*STUDY TEXT*
·····

Woman with 2 uteruses gets pregnant in BOTH, gives birth at 22 weeks

Woman born with two uteruses becomes pregnant in BOTH at the same time and gives birth to hospital’s youngest baby at just 22 weeks

  • Megan Phipps, 24, was born with uterine didelphys, a rare condition in which she has two uteruses
  • She’d had two previous pregnancies in her right uterus and assumed the left one wasn’t ‘active’ until this year, when she learned she was pregnant with twins
  • Babies were growing in both uteruses at the same time, a one in 50 million chance
  • But she went into labor early and delivered them both in June at 22.5 weeks, weighing less than a pound each
  • Her first daughter, Riley, died after 12 days, but her second, Reece, has survived with the help of oxygen and blood transfusions
  • Reece was youngest baby ever to be born and survive at Bryan Health in Lincoln, Nebraska

A Nebraska woman who was born with a double uterus was shocked to discover that she was pregnant in both of them at the same time — but the pregnancy would not go smoothly, and she went into early labor at just 22.5 weeks gestation. 

Megan Phipps, 24, was born with uterine didelphys, a rare condition in which a woman has two uteruses, and sometimes even a cervix for each.

The condition hadn’t been an issue in her previous two pregnancies, which happened on her right side — but earlier this year, she discovered that she was pregnant with twins, one is each uterus.

According to Good Morning America, Phipps went into early labor, delivering both babies in her second trimester — when they weight under a pound each.

One of the babies passed away soon after, but the other, baby Reece, is now the youngest baby born at Bryan Health in Lincoln to survive.

Megan Phipps, 24, welcomed baby Reece at 22.5 weeks gestation, making her the youngest baby to ever be born at her Nebraska hospital

Her story is even more unique because she was born with uterine didelphys, a rare condition in which a woman has two uteruses, and sometimes even a cervix for each

Phipps had had two children before, but they’d both been conceived in her right uterus, so she assumed her left uterus ‘wasn’t active.’ 

Yet during this pregnancy, she sensed that something wasn’t right and made an appointment with her doctor, who referred her to a specialist.

The specialist gave her the shocking news that she was pregnant with twins, each growing inside their own uterus. 

Only one in about every 2,000 women have uterine didelphys, according to Scientific American, and the odds of being pregnant in two wombs at the same time is one in 50 million.

·····

*USING THE INFORMATION*
**a)** List every person named in the article about the woman with two uteruses.
**b)** According to the article about the woman with two uteruses, why did Megan Phipps assume her left uterus "wasn't active"?

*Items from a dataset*
·····

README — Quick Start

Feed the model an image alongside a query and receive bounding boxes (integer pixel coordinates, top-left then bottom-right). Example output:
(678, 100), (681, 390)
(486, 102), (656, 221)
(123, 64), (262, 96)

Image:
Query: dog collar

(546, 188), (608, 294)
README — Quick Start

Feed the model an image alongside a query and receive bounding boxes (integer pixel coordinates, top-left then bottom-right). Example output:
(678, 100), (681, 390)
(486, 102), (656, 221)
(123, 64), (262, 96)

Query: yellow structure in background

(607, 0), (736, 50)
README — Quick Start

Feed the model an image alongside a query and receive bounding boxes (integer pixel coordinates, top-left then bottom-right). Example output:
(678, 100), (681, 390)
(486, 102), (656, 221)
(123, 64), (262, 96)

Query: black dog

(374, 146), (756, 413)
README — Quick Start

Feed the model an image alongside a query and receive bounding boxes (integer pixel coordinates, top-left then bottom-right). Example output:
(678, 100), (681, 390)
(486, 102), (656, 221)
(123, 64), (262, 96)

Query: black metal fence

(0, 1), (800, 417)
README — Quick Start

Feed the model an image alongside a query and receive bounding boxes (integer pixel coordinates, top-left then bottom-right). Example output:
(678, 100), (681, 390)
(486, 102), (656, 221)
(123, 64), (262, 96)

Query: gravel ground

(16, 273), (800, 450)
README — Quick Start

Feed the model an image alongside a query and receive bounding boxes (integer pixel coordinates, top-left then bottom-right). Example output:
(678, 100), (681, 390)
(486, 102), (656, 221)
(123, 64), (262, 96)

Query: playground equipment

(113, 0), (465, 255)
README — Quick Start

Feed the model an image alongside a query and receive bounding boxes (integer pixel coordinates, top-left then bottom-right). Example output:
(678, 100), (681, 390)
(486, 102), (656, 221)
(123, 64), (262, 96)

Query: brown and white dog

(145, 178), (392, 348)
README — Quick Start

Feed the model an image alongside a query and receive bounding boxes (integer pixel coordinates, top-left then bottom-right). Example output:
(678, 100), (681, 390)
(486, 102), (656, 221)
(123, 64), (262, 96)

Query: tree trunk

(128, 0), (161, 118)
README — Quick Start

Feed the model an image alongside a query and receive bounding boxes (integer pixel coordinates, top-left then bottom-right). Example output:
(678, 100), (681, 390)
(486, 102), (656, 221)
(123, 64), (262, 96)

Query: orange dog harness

·····

*ANSWERS*
**a)** Megan Phipps, Riley, Reece

**b)** She had two children before, and both were conceived in her right uterus. So she assumed her left uterus wasn't active.